[Raw records]
===============

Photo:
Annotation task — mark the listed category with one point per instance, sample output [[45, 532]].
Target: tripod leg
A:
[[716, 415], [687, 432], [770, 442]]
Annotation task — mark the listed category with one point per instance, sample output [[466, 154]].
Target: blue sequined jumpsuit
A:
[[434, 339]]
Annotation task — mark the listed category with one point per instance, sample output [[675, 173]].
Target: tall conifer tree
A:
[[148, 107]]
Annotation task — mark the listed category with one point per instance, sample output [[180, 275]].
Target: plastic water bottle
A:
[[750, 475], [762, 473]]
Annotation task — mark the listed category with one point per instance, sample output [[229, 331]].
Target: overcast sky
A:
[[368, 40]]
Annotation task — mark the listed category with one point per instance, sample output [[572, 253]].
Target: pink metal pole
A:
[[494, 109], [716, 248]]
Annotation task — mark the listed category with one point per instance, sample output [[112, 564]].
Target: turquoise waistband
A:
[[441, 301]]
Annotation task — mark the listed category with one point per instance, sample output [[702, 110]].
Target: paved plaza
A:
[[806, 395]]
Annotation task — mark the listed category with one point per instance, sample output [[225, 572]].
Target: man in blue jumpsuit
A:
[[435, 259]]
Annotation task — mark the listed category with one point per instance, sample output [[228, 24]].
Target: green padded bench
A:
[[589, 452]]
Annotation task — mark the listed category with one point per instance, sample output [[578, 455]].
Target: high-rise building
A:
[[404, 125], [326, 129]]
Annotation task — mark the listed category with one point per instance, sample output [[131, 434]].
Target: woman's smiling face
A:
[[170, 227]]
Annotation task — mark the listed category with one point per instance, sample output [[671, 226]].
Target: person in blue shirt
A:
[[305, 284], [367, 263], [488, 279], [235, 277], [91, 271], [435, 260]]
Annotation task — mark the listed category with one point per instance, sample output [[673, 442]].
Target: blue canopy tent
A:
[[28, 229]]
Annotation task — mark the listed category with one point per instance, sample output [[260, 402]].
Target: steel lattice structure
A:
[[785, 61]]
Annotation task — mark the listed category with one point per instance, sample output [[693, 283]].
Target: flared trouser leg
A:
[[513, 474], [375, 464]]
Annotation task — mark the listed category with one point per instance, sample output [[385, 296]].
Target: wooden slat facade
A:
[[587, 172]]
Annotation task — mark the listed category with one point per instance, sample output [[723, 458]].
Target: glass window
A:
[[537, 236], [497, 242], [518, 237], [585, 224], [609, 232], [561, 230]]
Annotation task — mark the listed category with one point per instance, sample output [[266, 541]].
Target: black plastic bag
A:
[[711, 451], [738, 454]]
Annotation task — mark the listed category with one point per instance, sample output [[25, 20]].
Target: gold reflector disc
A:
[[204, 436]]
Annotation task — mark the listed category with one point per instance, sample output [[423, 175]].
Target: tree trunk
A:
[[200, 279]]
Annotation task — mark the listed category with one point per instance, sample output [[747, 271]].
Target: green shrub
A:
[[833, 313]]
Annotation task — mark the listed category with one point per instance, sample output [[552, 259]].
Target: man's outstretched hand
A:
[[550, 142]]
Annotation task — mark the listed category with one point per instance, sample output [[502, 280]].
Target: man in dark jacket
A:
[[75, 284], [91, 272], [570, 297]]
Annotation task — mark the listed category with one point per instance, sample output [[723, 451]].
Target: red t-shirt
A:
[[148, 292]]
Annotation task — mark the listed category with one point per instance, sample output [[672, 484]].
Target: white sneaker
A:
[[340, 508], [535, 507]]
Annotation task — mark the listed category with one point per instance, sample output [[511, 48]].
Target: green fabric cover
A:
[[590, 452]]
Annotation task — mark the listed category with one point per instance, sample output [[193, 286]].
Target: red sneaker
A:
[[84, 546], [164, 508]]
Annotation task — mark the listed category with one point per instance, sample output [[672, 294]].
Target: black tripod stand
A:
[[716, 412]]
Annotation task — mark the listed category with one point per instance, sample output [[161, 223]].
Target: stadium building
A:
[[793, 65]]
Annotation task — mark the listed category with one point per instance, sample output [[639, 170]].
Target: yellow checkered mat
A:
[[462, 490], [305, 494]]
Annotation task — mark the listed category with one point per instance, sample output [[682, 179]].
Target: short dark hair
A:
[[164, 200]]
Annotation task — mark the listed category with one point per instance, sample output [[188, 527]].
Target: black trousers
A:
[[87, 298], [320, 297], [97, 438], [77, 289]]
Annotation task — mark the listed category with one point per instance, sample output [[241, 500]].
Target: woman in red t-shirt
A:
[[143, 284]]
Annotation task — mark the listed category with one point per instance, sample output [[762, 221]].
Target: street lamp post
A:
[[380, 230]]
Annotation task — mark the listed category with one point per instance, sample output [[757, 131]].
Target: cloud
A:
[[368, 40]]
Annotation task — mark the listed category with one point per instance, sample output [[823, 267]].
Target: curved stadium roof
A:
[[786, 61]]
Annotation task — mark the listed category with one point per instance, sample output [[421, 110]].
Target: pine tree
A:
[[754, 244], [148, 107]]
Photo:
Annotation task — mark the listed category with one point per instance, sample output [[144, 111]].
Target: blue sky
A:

===============

Starting with the line that contains "output [[672, 294]].", output every line through the end of the listing above, unchanged.

Annotation task — mark the listed category with one point per instance, sample output [[672, 294]].
Target: black tripod stand
A:
[[716, 412]]
Annotation task — mark the listed category with one point per instance, sample output [[161, 223]].
Target: stadium building
A:
[[793, 65]]
Annotation task — mark the listed category with one point per instance, sample output [[639, 170]].
Target: yellow checkered mat
A:
[[462, 490], [305, 494]]
Annotation task — mark the listed category with one point per instance, sample output [[682, 179]].
Target: short dark hair
A:
[[164, 200]]
Annotation task — mark the listed category with one point per instance, sample output [[188, 527]].
Target: black trousers
A:
[[87, 298], [320, 297], [97, 438], [77, 289]]
Annotation task — mark the listed category with one point per instance, sample output [[241, 500]].
Target: woman in red t-shirt
A:
[[143, 284]]
Annotation task — mark the listed category with one point per instance, sample output [[762, 221]].
Target: street lamp post
A:
[[380, 230]]
Annotation task — mark the listed category with one point per instance, sample output [[757, 131]].
Target: cloud
A:
[[368, 40]]
Annotation task — mark the listed category with one point per instance, sample output [[823, 267]].
Target: curved stadium roof
A:
[[786, 61]]
Annotation task — mark the listed category with one point per instance, sample output [[421, 110]].
Target: pine tree
A:
[[754, 244], [148, 107]]
Photo:
Annotation task — mark the listed category with one point per instance, sample output [[144, 111]].
Target: blue sky
A:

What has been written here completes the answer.